» **Article**
::::::
At least partly it’s that I had the confidence of knowing Marian agreed in the plans. It’s like what I wrote about on Day 83: having made plans as a couple, the plans feel solid. When I make the plan by myself, for myself, I get the feeling I’m over my head and probably messing it up. I don’t know any cure for this but experience: go out and do it and verify that I haven’t screwed it up.

(*) The last solo trip I can think of is when in 1980 I drove to Seattle to attend the Clarion West writer’s workshop. After the ten(?) day workshop Marian flew up to join me and we drove back together.

 

Day 88, ikea and slides

Tuesday, 2/26/2019

Rain threatened so I drove to the Y for a little workout. Yesterday evening and again this morning I played with little scraps of paper representing scale furniture, on the plan of the Channing studio. Amy’s basic idea was to use stand-alone shelving/media units to create a partial wall between one side with the bed, and the other with a comfy space to watch TV. She pointed out that the units can be different facing the bed versus facing the other way, and don’t all have to be the same height.

Further thoughts on that occurred as I pushed bits of paper around.

One, the unit has tons of storage space already: two full closets. I did not pay attention to these when I was there, but I’m pretty sure one or more of my existing dressers (very handsome danish style items) would push into one of the closets and still leave ample hanging space for my needs. I think but am not sure, that the closets have a shelf above the hanging rod, as well. Most closets do. Bottom line, there is no crying need to create a lot of new shelf or drawer capacity.

Two, another almost equally important space is a working/office area. I need to have a desk, at least one drawer for files, somewhere to put the printer, room to roll an office chair around.

With thoughts like these churning in my head — which is dumb, because I don’t know if that unit, or any unit, will be available when I finally complete my application paperwork — I headed off to walk the trail of IKEA in East Palo Alto, and then Scandinavian Design in San Mateo. If you want to have a quiet, meditative look at furniture, you can hardly do better than to arrive at 10am on a Tuesday. I don’t think I saw six other shoppers all morning.

My shopping was inconclusive. I did come to the conclusion that I liked the IKEA foam mattress line in its firmest model. Regardless of the destination unit, I will be buying a “full” size bed (a couple inches narrower than “queen” size), probably from IKEA. So that’s some decisions made. At home, I found those items online and noted their URLs.

I had an email from Catherine at Canopy saying they plan to plant a tree in Marian’s memory on April 20th, would I attend? I forwarded it to Jean, who promptly said she’d go. So I replied yes.
::::::
» **Data shown**

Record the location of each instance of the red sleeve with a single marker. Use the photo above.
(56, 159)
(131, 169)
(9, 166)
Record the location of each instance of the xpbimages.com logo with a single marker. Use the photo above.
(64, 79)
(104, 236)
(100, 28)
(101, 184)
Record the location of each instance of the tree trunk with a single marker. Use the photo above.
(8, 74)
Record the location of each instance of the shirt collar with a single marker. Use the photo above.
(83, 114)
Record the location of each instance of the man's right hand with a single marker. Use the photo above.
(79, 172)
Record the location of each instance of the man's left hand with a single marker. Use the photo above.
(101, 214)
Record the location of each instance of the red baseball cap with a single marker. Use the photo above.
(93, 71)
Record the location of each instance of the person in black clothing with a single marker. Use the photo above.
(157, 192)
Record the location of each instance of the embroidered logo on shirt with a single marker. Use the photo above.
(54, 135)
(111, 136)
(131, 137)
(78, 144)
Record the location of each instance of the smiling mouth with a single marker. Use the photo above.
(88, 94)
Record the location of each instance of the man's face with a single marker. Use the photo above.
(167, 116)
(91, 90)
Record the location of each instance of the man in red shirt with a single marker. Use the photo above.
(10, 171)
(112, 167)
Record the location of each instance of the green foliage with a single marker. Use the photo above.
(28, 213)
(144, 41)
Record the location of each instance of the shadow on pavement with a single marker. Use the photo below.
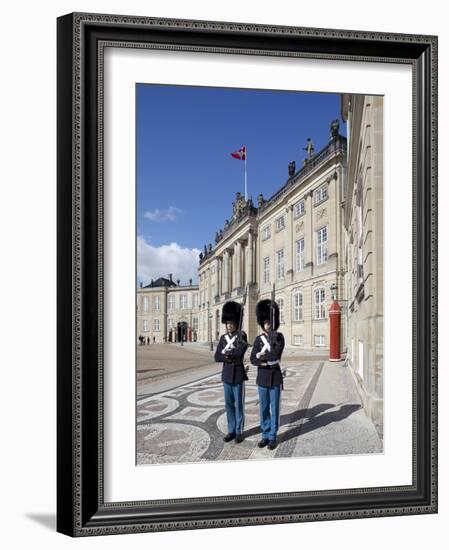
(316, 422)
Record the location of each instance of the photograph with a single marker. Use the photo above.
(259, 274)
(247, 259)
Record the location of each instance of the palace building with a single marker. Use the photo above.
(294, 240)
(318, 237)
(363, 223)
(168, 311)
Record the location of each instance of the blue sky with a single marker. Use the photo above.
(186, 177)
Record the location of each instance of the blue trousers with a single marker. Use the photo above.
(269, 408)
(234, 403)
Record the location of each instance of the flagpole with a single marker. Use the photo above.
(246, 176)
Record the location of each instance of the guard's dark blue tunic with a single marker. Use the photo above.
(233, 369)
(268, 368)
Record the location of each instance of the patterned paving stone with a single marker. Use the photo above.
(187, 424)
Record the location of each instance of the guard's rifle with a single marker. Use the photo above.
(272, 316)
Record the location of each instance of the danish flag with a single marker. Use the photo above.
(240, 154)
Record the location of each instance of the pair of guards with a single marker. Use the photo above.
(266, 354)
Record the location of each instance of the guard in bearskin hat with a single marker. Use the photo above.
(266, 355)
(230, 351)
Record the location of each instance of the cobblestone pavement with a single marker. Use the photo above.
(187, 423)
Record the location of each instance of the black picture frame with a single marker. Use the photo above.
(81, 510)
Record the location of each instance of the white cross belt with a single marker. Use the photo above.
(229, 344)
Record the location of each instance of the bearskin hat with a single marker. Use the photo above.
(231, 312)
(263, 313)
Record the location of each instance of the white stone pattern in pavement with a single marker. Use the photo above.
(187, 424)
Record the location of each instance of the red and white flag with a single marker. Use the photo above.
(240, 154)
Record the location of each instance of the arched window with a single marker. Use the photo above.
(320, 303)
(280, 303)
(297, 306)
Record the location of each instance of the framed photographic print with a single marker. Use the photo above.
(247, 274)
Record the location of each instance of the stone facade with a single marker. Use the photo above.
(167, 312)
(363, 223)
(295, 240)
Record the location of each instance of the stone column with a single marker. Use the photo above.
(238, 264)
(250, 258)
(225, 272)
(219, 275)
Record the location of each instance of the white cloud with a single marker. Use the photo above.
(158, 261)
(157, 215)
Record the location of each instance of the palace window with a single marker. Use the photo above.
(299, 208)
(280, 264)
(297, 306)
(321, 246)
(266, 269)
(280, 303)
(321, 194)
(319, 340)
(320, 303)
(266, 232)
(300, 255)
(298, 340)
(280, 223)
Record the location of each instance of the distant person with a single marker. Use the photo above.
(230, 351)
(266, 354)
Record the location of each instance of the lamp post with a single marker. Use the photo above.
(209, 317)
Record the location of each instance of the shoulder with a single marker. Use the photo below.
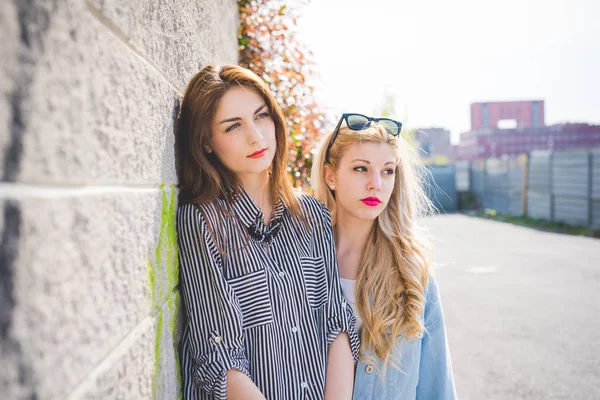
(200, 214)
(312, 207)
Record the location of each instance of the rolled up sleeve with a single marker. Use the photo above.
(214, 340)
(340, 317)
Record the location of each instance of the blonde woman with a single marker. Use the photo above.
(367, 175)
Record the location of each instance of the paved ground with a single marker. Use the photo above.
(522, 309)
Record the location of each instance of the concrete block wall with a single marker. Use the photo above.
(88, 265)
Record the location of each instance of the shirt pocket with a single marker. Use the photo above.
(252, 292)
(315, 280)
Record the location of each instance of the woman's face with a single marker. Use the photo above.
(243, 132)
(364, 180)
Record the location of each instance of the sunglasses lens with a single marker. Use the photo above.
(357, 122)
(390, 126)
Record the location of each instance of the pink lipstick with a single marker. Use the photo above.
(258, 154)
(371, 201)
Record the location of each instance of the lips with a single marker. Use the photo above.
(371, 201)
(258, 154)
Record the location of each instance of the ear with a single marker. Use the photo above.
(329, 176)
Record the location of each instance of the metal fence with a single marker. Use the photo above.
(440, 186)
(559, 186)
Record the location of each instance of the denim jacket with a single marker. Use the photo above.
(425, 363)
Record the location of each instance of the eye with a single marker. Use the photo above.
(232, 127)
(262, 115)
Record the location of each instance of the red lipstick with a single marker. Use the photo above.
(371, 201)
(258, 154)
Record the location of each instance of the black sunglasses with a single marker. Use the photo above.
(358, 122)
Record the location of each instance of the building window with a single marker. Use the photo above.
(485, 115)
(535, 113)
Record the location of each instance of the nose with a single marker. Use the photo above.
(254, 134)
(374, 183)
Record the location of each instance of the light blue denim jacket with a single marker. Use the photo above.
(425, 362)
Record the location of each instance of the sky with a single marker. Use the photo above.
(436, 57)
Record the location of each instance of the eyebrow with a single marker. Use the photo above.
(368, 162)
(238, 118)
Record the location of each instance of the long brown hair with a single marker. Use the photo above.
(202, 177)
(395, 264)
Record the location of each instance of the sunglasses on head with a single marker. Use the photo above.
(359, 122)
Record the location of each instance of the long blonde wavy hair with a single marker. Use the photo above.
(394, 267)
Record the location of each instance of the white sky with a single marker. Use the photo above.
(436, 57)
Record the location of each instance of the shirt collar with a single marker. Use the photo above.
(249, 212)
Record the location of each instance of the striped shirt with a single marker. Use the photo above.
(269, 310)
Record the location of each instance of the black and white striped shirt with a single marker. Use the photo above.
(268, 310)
::::::
» **What this exercise asks**
**A.** List every person named in the journal text about furnishing the Channing studio.
**B.** Carry the journal text about furnishing the Channing studio forward from its final sentence.
The data play no part in what follows.

» **Replies**
**A.** Marian, Amy, Catherine, Jean

**B.**
Then I worked on scanning slides. Between that email and scanning pictures of trips we took in the 70s, 80s, and 90s, I found myself getting quite sad. There’s no particular reason, just the multiple reminders of a life that is over piled up on me.

 

Day 84, slides and a game

Friday, 2/22/2019

Started the day with a run but had some foot pain so cut the distance short. Finished reviewing all the slide groups. I have selected perhaps 150 total out of… I am not going to try to estimate accurately, but several thousands. Today I looked at some I am sure have not been seen since they were filed in the box, shortly after they were taken in the 80s or 90s. One group, from the Oughts, is a series that Marian took of me, before and after the operation to replace my aortic valve. I don’t think I had ever seen them.

In the afternoon I spent a couple of hours actually scanning and processing slides. Over several years and hundreds of scans I have polished that work flow down to a smooth pattern. I won’t go into it now. But it appears I can finalize 10 slides an hour, so the whole pile that’s beside my desk now should take about 15-20 hours total. Two weeks max. And then, I expect, I will dump about a bushel basket of slides representing 46 years of photography (the earliest slide in the collection is from 1973) into the garbage.

While I was eating an early supper, Dennis called and suggested we see a movie Saturday evening, so we made that date. Then I was off to a SWBB game against the Arizona Wildcats.

The game was a whole lot closer than any Stanford fan would like. They trailed by four with two minutes to play. With 29 seconds left, Alanna hit a three to give Stanford a 2-point lead. On defense, Stanford committed a foul, but the Arizona player missed both free throws and Stanford controlled the rebound. All Stanford had to do was hang onto the ball and let Arizona foul them, but with 10 seconds to go, they turned it over. Now the Wildcats had the ball. With one second to go, their best player put up a three-point shot. It hit the inside of the rim, rolled around three-quarters of the inner circumference of the basket — and popped out. Buzzer; game over; Stanford wins.

 

Day 82, FOPAL, haircut, groceries

Wednesday, 2/21/2019

Pretty routine day. Started with a run. Reviewed a couple of big slide groups. Not many left, now.

Drove to our long-time hairdresser, Chris, to trim my increasingly thin hair. Really not a lot left, but what there is, looks better for being cut. Chris said she had been going over her recipe file and had noticed how many of her recipes she had gotten from Marian. Over the years the two of them swapped recipes often.

Down to FOPAL a bit early so started sorting at 1:30 and didn’t leave until 4:30. Bought some groceries and was surprised when the bill came to $70, probably the most I’ve spent on food since December. Well, some stock items like a big brick of cheddar at $15 which will last two or more weeks.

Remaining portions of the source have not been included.